WHAT TO DO:
A – Please repeat the passage of the anarchism essay starting with "And hospitals. I" and going on through "expensive school project.".
B – In the anarchism essay, what world domination game did the writer's kids spend a lot of time playing?

----- DOCUMENT SECTION -----

I liked to think of myself as an anarchist. Not the type in a cloak, who always seems to be carrying around a home-made bomb. I will have you know that when I was 12, I stopped experimenting with gunpowder the moment my mom refused to buy me any more ingredients.

 

An anarchist advocates stateless societies based on voluntary associations. So there is no system of government or central rule. This is sort of like being married where no one is really in charge. Although every husband I know recognizes that there is always a first among equals..

 

I slowly realized that I like the concept of roads, schools, and the proper co-ordination of aviation. I like my traffic controllers and aviation engineers to be governmentally regulated almost to death. Only the survivors get to carry on with their thankless job. And for this, we continue to not thank them.

 

And hospitals. I think hospitals are going to be big in my future someday. They must be regulated to death since that’s where a lot of that happens.

 

Getting back to liberty instead of death, which would also make a good slogan, I made a poor impression upon all of my children who eventually became more and more engaged in the political process. Two of my kids got involved with the campaigns of various politicians. I didn’t know who the politicians were, or what they stood for, but damn it I was going to support the kids. Even though they were out of school, this became like a very expensive school project.

 

They were making pamphlets, arranging fundraisers and going door to door to speak to people. They were doing all these things I had never gotten involved with before. I had this mixture of admiration for them and embarrassment for myself. I’m not sure where this political involvement gene came from, but it may have been from their grandparents. Or board and video games. My kids spent a lot of time playing Risk, the world domination game. I am not sure if this was much better than the video games advocating violence but on a smaller scale.

 

So, I started contributing towards the various campaigns. I even purchased a table at one the major functions and managed to get my name on the placeholder. Another politician from the adjacent province who was attending our gala came over and shook my hand and noticed that I had purchased the table for everyone. This made me feel like one of the real big shots that work in this ethereal atmosphere of political movers and shakers. He didn’t ask me any political policy questions fortunately since I had no positions on anything. I did grab one of my kids and place him in front of this guy. Let them do the networking.

----- DATASET -----

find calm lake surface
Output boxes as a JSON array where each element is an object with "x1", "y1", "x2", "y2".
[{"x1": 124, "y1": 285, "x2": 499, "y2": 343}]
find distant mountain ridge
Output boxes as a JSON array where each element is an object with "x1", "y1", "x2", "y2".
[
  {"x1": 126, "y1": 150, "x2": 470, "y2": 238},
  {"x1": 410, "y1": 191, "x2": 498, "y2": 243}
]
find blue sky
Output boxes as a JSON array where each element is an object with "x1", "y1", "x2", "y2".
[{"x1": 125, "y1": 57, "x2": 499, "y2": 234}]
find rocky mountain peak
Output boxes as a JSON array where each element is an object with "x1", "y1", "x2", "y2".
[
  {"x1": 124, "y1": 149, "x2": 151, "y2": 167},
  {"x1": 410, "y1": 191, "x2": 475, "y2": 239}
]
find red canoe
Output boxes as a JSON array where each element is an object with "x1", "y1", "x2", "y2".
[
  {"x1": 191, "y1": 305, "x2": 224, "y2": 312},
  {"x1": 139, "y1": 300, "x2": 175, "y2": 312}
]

-----

ANSWERS BY TASK:
A –
And hospitals. I think hospitals are going to be big in my future someday. They must be regulated to death since that’s where a lot of that happens.

 

Getting back to liberty instead of death, which would also make a good slogan, I made a poor impression upon all of my children who eventually became more and more engaged in the political process. Two of my kids got involved with the campaigns of various politicians. I didn’t know who the politicians were, or what they stood for, but damn it I was going to support the kids. Even though they were out of school, this became like a very expensive school project.

B – Risk